First time I do a MCTS during a contest (it always seemed a bit suicidal using Java).
I did a “DUCT” :

  • I have one layer for each player : first layer 4 nodes for each of my moves, then the first opponent (16 nodes) then the second (64 nodes). It seemed easier that way even if it adds 4 + 16 nodes.
  • So when I select the most promising node I look through the next 3 layers.
  • Then to avoid that the opponents choose their moves knowing mine, when I rollback the teams scores, I update all the nodes with the chosen moves (so I update 1 node for me, 4 nodes for opponent 1 and 16 for opponent 2).
  • I only simulate 4 random moves, then attribute medals based on the teams positions (with some “light” heuristics).
  • For each team the wininng score is : sum of the delta medals scores of the team divided by the total for all teams.
  • I don’t start again the mini games. For skating I choose random risks. My game state is a byte array, without the scores. I used a cache with 400000 nodes.

But I only have a few thousands iterations each round. If the contest had lasted longer, I would have tried to translate my code in C++.
That was a really fun contest. Really nice idea. Thanks Codingame.

13 Likes

Thanks to the organizers for the contest. I made rank 8. It has been my best contest rank on CG in a long time as i’ve mostly been focused on optimization contests on other platforms and boardgame arenas on CG. I’m quite happy with the results and hope to join again next time.

Here’s my post mortem

It’s a bit short, but if I need to explain more, just ask me a question. I’ll answer and change the post mortem also.

18 Likes

Thx to CG for keep doing a good work setting up a regular bot challenges. I reached bottom legend with a lucky push.

I realy liked the very idea of this game when one action controls 4 different games. I originally thought I wont have time for this, but the concept of this game was so facinating I had to participate. Although the game was frustrating in many aspects on high level, I really enjoyed the first week of the challenge and community discussions with all the familiar faces like in old times.

Strategy-wise I tried very similar ideas with mentioned by other players, trying to make SmitsiMax work, although I had less luck in the chosen direcions. Also I think I made way more hyper parameters then it was needed and couldnt resist tweeking them, which was absolutely pointless considering the randomness of submits.

Few things that actually worked:

  • Different exploration for me and opponents. This helped the search to stabilize.
  • Punishing for total score of all players.

--------------------------------------------------

### STATED PROBLEM 1
In the rows from the line with "Tag navy suit jacket in this screenshot." to the line with "[[344, 162, 408, 368]]", rename "Box" to "Region" and leave everything else unchanged. Return only those lines.

### DATA SHOWN
--------------------------------------------------

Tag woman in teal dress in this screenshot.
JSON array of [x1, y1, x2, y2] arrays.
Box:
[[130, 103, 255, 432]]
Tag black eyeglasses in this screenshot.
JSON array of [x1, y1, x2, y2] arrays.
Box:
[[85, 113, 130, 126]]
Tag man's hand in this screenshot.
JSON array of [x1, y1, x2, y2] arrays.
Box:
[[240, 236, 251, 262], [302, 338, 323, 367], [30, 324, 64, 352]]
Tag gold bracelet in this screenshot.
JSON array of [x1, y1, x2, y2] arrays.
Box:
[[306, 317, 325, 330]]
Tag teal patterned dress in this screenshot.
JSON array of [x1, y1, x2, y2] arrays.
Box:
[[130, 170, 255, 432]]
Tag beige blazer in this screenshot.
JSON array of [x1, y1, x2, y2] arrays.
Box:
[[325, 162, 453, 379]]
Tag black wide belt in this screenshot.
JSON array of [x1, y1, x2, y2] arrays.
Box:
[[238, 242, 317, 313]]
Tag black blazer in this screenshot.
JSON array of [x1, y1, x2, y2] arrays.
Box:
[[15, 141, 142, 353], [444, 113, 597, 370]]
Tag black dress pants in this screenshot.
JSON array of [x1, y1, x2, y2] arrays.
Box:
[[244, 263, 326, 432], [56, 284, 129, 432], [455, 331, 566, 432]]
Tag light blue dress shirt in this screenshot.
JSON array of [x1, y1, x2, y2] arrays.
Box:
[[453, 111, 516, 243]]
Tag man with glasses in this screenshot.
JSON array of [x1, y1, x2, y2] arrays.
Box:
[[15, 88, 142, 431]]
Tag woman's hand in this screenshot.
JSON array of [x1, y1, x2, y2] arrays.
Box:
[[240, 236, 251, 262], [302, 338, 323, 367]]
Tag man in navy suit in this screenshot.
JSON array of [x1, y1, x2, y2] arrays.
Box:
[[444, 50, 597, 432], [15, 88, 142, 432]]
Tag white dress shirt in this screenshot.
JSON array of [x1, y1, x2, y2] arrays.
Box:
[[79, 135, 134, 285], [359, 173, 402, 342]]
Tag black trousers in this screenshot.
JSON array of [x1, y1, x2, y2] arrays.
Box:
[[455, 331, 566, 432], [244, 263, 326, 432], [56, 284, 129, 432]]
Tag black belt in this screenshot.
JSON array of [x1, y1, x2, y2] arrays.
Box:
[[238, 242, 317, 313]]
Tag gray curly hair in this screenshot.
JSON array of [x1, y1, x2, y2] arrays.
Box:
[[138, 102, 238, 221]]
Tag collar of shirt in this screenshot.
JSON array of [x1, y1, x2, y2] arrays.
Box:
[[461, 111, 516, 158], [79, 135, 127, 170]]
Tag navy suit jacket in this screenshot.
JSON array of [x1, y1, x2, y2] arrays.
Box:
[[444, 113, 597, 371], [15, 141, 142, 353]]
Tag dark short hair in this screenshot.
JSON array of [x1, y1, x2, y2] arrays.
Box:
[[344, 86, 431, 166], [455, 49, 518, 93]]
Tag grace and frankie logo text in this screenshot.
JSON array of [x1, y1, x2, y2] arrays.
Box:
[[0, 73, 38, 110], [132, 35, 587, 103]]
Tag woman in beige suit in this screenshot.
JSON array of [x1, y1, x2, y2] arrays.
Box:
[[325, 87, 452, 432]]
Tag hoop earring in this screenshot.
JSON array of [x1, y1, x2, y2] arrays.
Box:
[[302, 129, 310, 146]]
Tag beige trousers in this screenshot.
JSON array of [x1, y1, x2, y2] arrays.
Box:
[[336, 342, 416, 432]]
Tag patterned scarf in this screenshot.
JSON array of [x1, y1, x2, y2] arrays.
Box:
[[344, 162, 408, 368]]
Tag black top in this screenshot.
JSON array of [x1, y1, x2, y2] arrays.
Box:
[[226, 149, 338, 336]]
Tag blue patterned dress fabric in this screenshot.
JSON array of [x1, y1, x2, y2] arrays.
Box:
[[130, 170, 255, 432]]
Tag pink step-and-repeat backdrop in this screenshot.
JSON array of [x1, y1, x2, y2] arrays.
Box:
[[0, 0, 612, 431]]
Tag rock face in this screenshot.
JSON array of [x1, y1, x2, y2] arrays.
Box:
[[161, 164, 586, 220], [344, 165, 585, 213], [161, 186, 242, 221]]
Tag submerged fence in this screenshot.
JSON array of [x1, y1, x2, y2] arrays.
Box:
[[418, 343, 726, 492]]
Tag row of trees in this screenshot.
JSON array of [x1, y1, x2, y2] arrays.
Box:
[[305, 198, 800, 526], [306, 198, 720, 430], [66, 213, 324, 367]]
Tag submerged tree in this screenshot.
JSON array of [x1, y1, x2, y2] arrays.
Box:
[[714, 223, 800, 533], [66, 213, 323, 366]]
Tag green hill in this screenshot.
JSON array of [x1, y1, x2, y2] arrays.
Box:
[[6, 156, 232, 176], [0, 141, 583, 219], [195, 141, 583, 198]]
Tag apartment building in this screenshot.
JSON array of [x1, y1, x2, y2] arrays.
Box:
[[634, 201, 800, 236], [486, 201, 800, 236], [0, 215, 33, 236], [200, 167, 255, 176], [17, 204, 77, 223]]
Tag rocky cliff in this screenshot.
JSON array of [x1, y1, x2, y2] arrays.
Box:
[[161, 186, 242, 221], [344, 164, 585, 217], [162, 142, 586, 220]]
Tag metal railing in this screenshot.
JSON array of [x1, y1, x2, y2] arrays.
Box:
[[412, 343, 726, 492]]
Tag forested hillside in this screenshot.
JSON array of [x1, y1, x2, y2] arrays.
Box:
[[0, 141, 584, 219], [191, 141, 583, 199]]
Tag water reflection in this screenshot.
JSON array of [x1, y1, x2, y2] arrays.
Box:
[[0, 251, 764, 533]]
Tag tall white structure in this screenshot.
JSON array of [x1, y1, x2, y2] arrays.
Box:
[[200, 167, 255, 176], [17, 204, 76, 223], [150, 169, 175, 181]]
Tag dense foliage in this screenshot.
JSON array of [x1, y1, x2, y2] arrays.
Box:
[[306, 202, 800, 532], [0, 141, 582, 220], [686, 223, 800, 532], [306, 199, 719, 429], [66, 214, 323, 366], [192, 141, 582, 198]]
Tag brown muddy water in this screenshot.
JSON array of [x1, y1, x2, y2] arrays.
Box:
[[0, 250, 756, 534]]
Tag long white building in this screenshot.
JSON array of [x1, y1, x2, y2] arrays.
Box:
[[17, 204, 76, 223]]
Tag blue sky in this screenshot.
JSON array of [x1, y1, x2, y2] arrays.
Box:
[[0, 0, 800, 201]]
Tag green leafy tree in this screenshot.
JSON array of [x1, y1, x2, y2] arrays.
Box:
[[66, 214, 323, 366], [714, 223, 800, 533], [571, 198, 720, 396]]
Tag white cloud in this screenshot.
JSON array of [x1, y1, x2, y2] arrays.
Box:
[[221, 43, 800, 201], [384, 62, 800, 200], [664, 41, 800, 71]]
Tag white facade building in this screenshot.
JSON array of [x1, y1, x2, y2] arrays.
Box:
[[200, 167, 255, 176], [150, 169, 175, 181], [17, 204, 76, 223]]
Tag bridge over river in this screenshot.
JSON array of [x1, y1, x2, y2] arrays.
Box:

--------------------------------------------------

### STATED PROBLEM 2
Set down, word for word, the passage of the contest post-mortem from "Strategy-wise I tried" to "search to stabilize.".

### EXERCISE ANSWER 1
Tag navy suit jacket in this screenshot.
JSON array of [x1, y1, x2, y2] arrays.
Region:
[[444, 113, 597, 371], [15, 141, 142, 353]]
Tag dark short hair in this screenshot.
JSON array of [x1, y1, x2, y2] arrays.
Region:
[[344, 86, 431, 166], [455, 49, 518, 93]]
Tag grace and frankie logo text in this screenshot.
JSON array of [x1, y1, x2, y2] arrays.
Region:
[[0, 73, 38, 110], [132, 35, 587, 103]]
Tag woman in beige suit in this screenshot.
JSON array of [x1, y1, x2, y2] arrays.
Region:
[[325, 87, 452, 432]]
Tag hoop earring in this screenshot.
JSON array of [x1, y1, x2, y2] arrays.
Region:
[[302, 129, 310, 146]]
Tag beige trousers in this screenshot.
JSON array of [x1, y1, x2, y2] arrays.
Region:
[[336, 342, 416, 432]]
Tag patterned scarf in this screenshot.
JSON array of [x1, y1, x2, y2] arrays.
Region:
[[344, 162, 408, 368]]

### EXERCISE ANSWER 2
Strategy-wise I tried very similar ideas with mentioned by other players, trying to make SmitsiMax work, although I had less luck in the chosen direcions. Also I think I made way more hyper parameters then it was needed and couldnt resist tweeking them, which was absolutely pointless considering the randomness of submits.

Few things that actually worked:

  • Different exploration for me and opponents. This helped the search to stabilize.